As drug enforcement authorities sound alarms over the effects and accessibility of synthetic drugs, the Mr. Miyagi case in Louisiana is but one example of how courts are struggling for consistency in dealing with substances that are developing faster than the laws to govern them. The result is a sentencing process that’s often bogged down by complex science and can yield uneven results in courtrooms around the country.
“It’s been a challenge for the courts and for the regulatory agencies to manage and make appropriate, logical decisions relating to these new substances,” said Greg Dudley, a West Virginia University chemistry professor who has testified in synthetic drug cases. “If they’re interpreted differently in different courts, you end up with broad disparities in sentencing for similar offenses.”
Now the federal panel that sets sentencing policy is studying ways for courts to better handle cases involving drugs such as “bath salts,” which can provoke violent outbursts, and the party drug Molly.
The issue matters, given the sustained popularity of synthetic drugs — man-made compounds that mimic more conventional street drugs and hallucinogens and are sold under catchy names in stores and on the internet.
Drug Enforcement Administration officials have repeatedly warned about the products’ harmful effects but say it’s hard to police them. Those who make synthetic drugs can alter their chemical makeup faster than regulators can ban them, and those who sell them can skirt the law through misleading labeling. Meanwhile, the DEA’s forensic testing laboratories are “overwhelmed with the amount of substances” they’re trying to identify and analyze, said spokesman Russ Baer.

*Dataset records*.
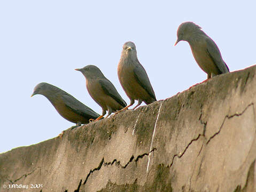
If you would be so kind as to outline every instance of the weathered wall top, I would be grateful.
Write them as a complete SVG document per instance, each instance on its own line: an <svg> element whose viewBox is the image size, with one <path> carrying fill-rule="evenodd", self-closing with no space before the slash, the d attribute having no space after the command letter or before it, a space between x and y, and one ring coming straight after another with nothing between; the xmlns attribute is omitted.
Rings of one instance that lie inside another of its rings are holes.
<svg viewBox="0 0 256 192"><path fill-rule="evenodd" d="M0 191L254 191L255 70L2 154Z"/></svg>

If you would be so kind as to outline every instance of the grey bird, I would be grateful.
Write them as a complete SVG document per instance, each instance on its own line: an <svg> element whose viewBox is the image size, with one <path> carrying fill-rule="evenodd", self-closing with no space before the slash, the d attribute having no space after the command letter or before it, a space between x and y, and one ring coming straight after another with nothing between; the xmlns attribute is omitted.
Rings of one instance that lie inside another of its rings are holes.
<svg viewBox="0 0 256 192"><path fill-rule="evenodd" d="M90 119L99 116L72 95L49 83L41 83L36 85L31 97L38 94L48 99L63 117L76 123L77 126L88 123Z"/></svg>
<svg viewBox="0 0 256 192"><path fill-rule="evenodd" d="M229 72L218 47L201 27L192 22L183 22L178 28L177 36L174 45L181 41L189 43L197 64L207 74L207 79Z"/></svg>
<svg viewBox="0 0 256 192"><path fill-rule="evenodd" d="M135 45L128 42L123 44L122 48L118 66L118 75L130 103L122 110L132 106L135 100L138 100L138 104L133 109L139 106L142 101L148 105L156 101L149 77L137 57Z"/></svg>
<svg viewBox="0 0 256 192"><path fill-rule="evenodd" d="M102 115L97 121L106 114L107 117L112 112L125 107L126 102L121 97L113 84L107 79L100 70L95 66L88 65L81 69L75 70L81 71L86 78L86 87L90 95L102 108Z"/></svg>

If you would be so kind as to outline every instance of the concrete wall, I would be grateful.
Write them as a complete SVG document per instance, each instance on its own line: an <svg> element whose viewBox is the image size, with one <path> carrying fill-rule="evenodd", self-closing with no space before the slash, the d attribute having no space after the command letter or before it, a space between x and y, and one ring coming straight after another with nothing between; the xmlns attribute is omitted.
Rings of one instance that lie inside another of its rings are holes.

*Aim of the exercise*. Copy the whole passage on synthetic drug sentencing word for word.

*Result of this exercise*.
As drug enforcement authorities sound alarms over the effects and accessibility of synthetic drugs, the Mr. Miyagi case in Louisiana is but one example of how courts are struggling for consistency in dealing with substances that are developing faster than the laws to govern them. The result is a sentencing process that’s often bogged down by complex science and can yield uneven results in courtrooms around the country.
“It’s been a challenge for the courts and for the regulatory agencies to manage and make appropriate, logical decisions relating to these new substances,” said Greg Dudley, a West Virginia University chemistry professor who has testified in synthetic drug cases. “If they’re interpreted differently in different courts, you end up with broad disparities in sentencing for similar offenses.”
Now the federal panel that sets sentencing policy is studying ways for courts to better handle cases involving drugs such as “bath salts,” which can provoke violent outbursts, and the party drug Molly.
The issue matters, given the sustained popularity of synthetic drugs — man-made compounds that mimic more conventional street drugs and hallucinogens and are sold under catchy names in stores and on the internet.
Drug Enforcement Administration officials have repeatedly warned about the products’ harmful effects but say it’s hard to police them. Those who make synthetic drugs can alter their chemical makeup faster than regulators can ban them, and those who sell them can skirt the law through misleading labeling. Meanwhile, the DEA’s forensic testing laboratories are “overwhelmed with the amount of substances” they’re trying to identify and analyze, said spokesman Russ Baer.